# Task objective:
Report each line of the records below that contains the word "white" and copy every such line in full. The match is case-sensitive.

# Data rows:
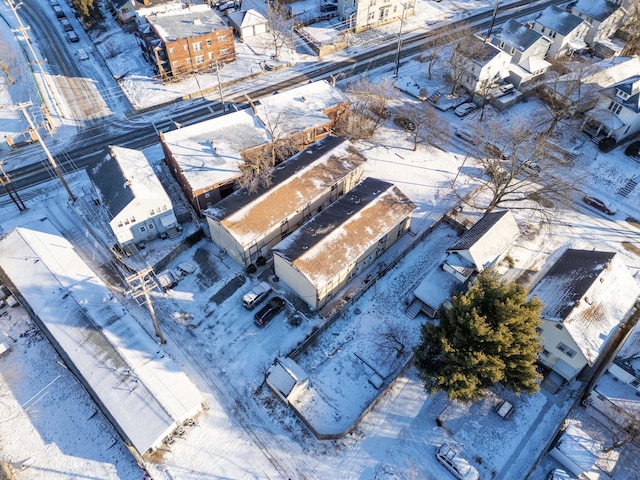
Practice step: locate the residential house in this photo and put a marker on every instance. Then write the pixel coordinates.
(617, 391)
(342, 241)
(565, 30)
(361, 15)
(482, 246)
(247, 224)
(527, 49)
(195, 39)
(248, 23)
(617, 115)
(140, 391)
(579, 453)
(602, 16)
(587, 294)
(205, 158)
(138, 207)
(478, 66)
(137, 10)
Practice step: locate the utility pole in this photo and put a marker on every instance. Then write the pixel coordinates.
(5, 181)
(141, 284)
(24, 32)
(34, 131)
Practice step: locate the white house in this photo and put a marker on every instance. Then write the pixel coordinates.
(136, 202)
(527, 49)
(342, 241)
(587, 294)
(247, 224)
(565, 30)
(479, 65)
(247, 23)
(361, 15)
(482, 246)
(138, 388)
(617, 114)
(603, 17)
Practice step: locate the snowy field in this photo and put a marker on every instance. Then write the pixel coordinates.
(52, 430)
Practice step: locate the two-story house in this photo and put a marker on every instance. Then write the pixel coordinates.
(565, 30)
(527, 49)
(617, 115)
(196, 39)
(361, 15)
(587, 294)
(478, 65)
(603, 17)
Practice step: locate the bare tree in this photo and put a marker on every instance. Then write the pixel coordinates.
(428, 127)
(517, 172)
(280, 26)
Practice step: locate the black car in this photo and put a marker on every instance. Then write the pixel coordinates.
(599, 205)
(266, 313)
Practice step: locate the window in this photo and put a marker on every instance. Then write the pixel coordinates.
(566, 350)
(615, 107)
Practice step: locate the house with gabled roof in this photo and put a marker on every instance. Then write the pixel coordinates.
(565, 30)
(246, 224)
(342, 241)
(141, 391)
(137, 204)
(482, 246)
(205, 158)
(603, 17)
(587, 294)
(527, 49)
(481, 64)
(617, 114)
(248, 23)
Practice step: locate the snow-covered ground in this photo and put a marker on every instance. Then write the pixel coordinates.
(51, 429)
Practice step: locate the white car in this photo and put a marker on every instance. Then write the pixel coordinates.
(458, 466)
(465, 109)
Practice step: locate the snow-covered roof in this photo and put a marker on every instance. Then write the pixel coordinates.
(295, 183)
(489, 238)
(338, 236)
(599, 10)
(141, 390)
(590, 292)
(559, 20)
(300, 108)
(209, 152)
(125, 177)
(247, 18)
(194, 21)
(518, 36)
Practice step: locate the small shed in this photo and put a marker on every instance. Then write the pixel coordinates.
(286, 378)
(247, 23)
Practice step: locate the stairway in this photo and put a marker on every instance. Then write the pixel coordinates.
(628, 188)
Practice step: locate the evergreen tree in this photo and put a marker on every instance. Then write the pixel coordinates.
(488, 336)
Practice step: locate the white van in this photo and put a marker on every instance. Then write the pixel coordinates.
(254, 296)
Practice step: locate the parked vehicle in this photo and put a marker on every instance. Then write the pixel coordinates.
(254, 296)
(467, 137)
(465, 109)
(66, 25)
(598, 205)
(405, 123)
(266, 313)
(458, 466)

...

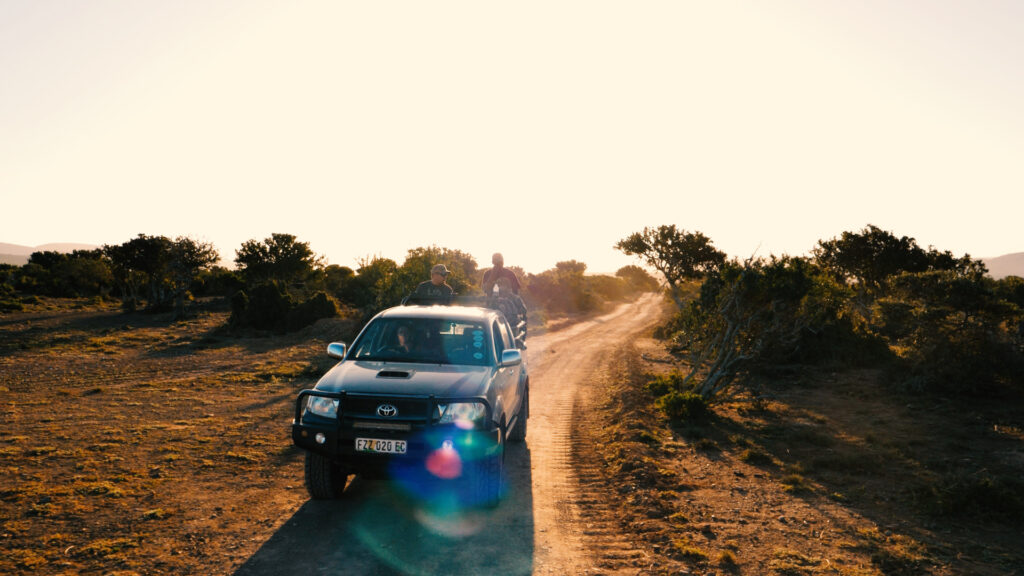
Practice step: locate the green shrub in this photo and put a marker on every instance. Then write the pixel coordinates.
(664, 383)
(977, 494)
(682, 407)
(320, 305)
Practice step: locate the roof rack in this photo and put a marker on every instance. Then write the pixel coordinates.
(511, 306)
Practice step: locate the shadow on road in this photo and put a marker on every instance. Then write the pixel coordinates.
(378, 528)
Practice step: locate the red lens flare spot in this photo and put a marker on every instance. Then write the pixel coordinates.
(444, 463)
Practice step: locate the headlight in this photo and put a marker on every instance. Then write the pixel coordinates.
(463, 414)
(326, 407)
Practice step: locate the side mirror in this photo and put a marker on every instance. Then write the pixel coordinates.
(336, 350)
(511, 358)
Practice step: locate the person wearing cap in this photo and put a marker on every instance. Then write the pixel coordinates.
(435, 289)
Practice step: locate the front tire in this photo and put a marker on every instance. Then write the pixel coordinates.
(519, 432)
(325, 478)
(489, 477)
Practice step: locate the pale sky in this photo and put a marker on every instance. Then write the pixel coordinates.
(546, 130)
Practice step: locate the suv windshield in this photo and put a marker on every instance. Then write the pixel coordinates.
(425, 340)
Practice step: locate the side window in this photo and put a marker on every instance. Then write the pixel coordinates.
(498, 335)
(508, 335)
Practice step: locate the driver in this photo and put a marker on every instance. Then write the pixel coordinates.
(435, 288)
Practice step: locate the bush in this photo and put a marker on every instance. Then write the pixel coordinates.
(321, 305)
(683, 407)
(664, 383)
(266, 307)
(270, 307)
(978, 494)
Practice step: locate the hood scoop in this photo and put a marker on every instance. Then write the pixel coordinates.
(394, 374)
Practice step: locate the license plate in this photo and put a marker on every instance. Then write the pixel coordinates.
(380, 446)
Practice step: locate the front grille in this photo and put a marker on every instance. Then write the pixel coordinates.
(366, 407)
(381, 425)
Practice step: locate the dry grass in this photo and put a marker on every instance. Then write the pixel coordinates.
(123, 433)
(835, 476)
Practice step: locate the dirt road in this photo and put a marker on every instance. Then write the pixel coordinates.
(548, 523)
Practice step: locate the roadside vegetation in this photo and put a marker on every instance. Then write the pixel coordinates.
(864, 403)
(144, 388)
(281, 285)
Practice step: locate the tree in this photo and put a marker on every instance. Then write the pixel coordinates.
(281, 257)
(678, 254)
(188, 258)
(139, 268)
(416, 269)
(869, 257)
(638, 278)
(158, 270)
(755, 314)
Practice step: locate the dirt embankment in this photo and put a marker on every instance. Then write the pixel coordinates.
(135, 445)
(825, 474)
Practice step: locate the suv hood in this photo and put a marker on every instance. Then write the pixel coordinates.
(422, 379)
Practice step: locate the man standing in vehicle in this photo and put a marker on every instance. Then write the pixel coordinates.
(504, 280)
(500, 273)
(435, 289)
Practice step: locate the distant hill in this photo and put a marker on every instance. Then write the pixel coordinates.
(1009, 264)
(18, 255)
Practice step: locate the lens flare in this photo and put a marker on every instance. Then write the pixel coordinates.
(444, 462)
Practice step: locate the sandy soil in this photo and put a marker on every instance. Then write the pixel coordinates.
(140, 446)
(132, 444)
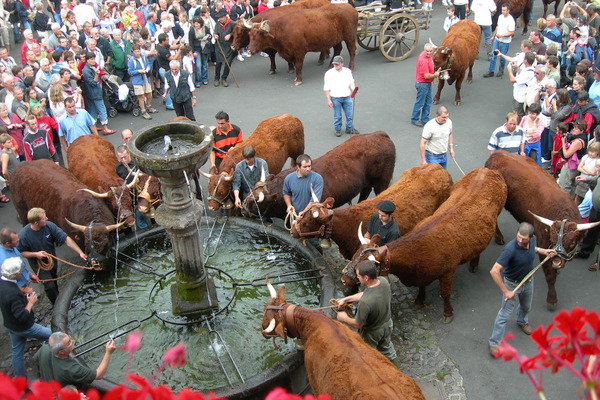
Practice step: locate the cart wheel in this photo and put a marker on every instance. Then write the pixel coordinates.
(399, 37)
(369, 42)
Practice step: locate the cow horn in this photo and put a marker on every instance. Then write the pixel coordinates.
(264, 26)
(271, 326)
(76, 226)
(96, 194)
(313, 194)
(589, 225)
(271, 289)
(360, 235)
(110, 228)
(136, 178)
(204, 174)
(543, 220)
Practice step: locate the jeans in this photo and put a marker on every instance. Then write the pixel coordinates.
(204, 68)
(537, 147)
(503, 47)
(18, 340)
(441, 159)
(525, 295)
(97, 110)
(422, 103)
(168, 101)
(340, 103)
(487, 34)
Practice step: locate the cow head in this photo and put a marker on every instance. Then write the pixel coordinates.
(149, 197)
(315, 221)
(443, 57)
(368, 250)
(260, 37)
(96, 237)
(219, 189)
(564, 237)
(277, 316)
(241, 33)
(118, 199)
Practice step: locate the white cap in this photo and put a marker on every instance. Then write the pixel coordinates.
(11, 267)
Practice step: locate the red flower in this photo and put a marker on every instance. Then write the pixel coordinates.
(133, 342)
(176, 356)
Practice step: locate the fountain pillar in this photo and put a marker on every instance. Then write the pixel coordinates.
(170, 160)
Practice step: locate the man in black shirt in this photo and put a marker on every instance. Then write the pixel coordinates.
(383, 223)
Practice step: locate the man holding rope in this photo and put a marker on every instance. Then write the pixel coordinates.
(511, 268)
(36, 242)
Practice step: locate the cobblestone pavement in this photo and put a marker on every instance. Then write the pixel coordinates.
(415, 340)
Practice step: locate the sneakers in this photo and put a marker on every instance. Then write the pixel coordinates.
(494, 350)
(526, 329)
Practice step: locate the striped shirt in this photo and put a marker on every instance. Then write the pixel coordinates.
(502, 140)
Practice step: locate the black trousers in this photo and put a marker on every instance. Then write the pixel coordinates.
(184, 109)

...

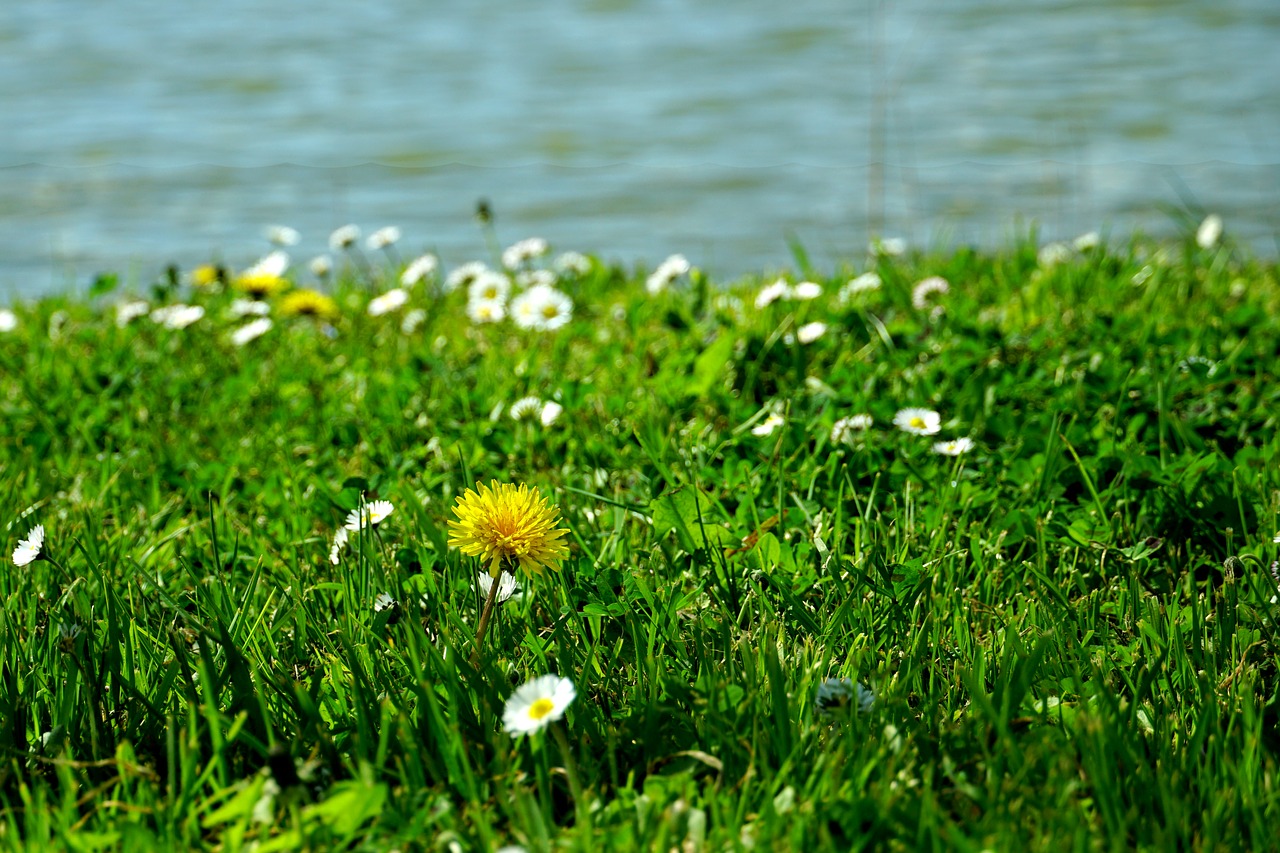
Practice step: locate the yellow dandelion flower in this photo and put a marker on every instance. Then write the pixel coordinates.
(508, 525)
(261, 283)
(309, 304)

# Exercise answer:
Practice step: locate the white house in this photo and put a marker on every instance. Then write the pixel coordinates.
Practice step: locate the white car in this photo and put a marker on every instance. Then write the pixel coordinates.
Practice step: locate the white van in this photo and put a marker on every instance. Then write the pixel coordinates.
Practice step: locate the white cap in this photo and put a marker on every instance. Then write the pixel coordinates.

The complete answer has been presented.